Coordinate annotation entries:
※

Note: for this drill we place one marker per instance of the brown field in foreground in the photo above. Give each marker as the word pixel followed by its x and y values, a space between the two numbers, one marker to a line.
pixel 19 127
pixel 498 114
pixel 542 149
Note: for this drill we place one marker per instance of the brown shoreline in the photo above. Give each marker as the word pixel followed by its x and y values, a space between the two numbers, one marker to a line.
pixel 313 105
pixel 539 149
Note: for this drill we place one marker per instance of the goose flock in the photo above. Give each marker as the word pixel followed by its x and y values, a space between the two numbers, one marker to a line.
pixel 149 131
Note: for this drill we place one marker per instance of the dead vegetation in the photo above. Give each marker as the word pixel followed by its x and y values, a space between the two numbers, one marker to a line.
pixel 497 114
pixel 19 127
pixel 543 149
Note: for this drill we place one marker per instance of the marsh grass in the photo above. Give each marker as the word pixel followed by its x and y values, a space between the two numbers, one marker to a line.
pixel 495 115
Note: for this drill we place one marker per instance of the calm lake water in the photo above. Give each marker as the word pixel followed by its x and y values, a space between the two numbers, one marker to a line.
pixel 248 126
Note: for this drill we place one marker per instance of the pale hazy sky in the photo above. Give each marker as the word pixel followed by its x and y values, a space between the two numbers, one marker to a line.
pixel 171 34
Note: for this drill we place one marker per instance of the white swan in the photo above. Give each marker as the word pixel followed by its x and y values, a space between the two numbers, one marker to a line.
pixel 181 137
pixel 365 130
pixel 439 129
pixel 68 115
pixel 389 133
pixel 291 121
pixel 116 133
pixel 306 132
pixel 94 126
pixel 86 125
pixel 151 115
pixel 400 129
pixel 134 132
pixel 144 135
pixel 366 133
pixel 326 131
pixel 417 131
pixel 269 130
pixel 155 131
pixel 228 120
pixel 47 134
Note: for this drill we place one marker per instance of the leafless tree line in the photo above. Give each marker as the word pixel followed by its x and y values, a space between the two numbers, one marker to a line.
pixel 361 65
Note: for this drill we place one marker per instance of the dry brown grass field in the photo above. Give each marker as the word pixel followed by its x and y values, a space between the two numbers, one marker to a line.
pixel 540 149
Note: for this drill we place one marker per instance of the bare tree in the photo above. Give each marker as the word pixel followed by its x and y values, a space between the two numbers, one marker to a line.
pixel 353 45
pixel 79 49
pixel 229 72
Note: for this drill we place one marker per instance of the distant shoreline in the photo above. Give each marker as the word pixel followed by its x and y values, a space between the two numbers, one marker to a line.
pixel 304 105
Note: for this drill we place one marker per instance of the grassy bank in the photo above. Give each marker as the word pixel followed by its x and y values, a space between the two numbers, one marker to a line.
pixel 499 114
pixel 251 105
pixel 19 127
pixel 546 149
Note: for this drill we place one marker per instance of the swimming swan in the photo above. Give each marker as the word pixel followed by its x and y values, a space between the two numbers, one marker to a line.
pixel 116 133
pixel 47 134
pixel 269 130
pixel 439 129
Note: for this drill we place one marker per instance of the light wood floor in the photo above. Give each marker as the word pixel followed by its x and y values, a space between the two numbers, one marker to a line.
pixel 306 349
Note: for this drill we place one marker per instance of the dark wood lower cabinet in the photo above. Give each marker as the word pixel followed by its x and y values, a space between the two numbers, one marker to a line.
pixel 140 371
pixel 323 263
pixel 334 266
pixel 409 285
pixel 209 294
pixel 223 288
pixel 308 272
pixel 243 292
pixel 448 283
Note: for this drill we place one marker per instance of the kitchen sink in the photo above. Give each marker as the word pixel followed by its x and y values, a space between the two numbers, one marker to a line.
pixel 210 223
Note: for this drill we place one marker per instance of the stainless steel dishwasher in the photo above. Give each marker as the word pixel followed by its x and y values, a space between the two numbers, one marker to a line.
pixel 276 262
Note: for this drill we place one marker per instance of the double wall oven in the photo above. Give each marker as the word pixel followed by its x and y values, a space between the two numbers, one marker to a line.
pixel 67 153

※

* What you have to do *
Turn every line of the records above into a numbered list, skipping any blank lines.

* Task result *
1. Note: for this drill we place one marker per instance of the brown field in foreground in the photo above. Give each marker as the word pixel followed by its x and y values, a space between the two numbers, one marker to a line.
2. pixel 19 127
3. pixel 498 114
4. pixel 542 149
5. Note: for this drill we place one marker per instance of the brown shoreline in the photo above. Give each marker as the word pixel followed by its x and y values, a space between the two numbers, one marker to a line.
6. pixel 313 105
7. pixel 539 149
8. Note: for this drill we place one marker per instance of the goose flock in the photo above. Give each marker as the word pixel followed by its x and y values, a space between the two numbers, one marker to a line.
9. pixel 149 131
10. Note: for this drill we place one marker per instance of the dead vegetation in the photo above. Give each marker as the word pixel followed by its x and y values, a space between the two numbers, one marker to a line.
11. pixel 497 114
12. pixel 19 127
13. pixel 543 149
14. Note: for this drill we place one marker per instance of the marsh grass in the photo above. Give each marker as the word pixel followed by its x and y values, a space between the two numbers, one marker to a line.
15. pixel 495 115
16. Note: for this drill we place one marker per instance of the calm lake water in the photo above. Give each marker as the word pixel followed by its x and y values, a space between the two numbers, one marker to a line.
17. pixel 248 126
18. Note: for this drill we place one marker per instance of the pale hazy sky in the photo above. Give each marker as the word pixel followed by its x and y values, a space between the two numbers, one marker to a line.
19. pixel 171 34
20. Note: for this drill we place one marker per instance of the white swan in the photo above. Give each marker as the word pixel followed by its x and y values, a space between the two numbers, one marker to a line.
21. pixel 181 137
22. pixel 365 130
23. pixel 439 129
24. pixel 68 115
25. pixel 389 133
26. pixel 291 121
27. pixel 116 133
28. pixel 306 132
29. pixel 94 126
30. pixel 86 125
31. pixel 151 115
32. pixel 400 129
33. pixel 134 132
34. pixel 144 135
35. pixel 366 133
36. pixel 326 131
37. pixel 417 131
38. pixel 269 130
39. pixel 155 131
40. pixel 228 120
41. pixel 47 134
42. Note: for this drill we place one marker per instance of the leafless tree line in the photo above. Give each marker as the word pixel followed by its x and y values, a space between the two numbers, one marker to a line.
43. pixel 361 65
44. Note: for this drill we place one marker per instance of the dry brown grass field in the photo above. Give each marker as the word pixel followed by its x and y values, a space between the two numbers, one marker to a line.
45. pixel 540 149
46. Note: for this drill we place one marker per instance of the bare tree in the photo above. Give each marker as the word pixel followed by its x and y values, a space between the two numbers, one marker to a line.
47. pixel 353 45
48. pixel 79 49
49. pixel 229 72
50. Note: for this drill we place one marker per instance of the distant shoreline in the photo above. Give each marker as the word pixel followed by its x and y values, a space between the two numbers, one marker to a line.
51. pixel 304 105
52. Note: for this drill we place one marker per instance of the grassy bank in the photo above. Give each marker as the word pixel followed by its x and y values, a space between the two numbers, one marker to a line.
53. pixel 499 114
54. pixel 251 105
55. pixel 19 127
56. pixel 546 149
57. Note: for this drill we place one marker per instance of the swimming swan in the photo above. Give each marker as the word pixel followed by its x and y values, a space between the two numbers, one marker to a line.
58. pixel 116 133
59. pixel 47 134
60. pixel 269 130
61. pixel 439 129
62. Note: for this drill we place one marker per instance of the light wood floor in the photo above. Give each marker as the word pixel followed by its x and y values, a space between the two numbers, one marker to a line.
63. pixel 306 349
64. Note: for this drill we place one marker per instance of the dark wood lower cabinet in the photo above. Give each marker as the word pixel followed by its x and y values, a space between the two numbers, one marker to a line.
65. pixel 140 371
66. pixel 323 263
67. pixel 334 266
68. pixel 409 285
69. pixel 209 294
70. pixel 223 288
71. pixel 308 272
72. pixel 243 292
73. pixel 448 283
74. Note: for this drill we place one marker per instance of the kitchen sink in the photo above. Give each marker as the word pixel followed by its x and y values, a space between the two numbers, one marker to a line.
75. pixel 210 223
76. Note: for this drill we place one marker per instance of the stainless steel dishwasher in the photo above. Give each marker as the word pixel followed by its x and y values, a space between the two numbers, one marker to a line.
77. pixel 276 262
78. Note: for this drill we place one marker per instance of the double wall oven in the photo above. Give each marker as the word pixel followed by its x and y values, a space between the two numbers, one marker to a line.
79. pixel 67 153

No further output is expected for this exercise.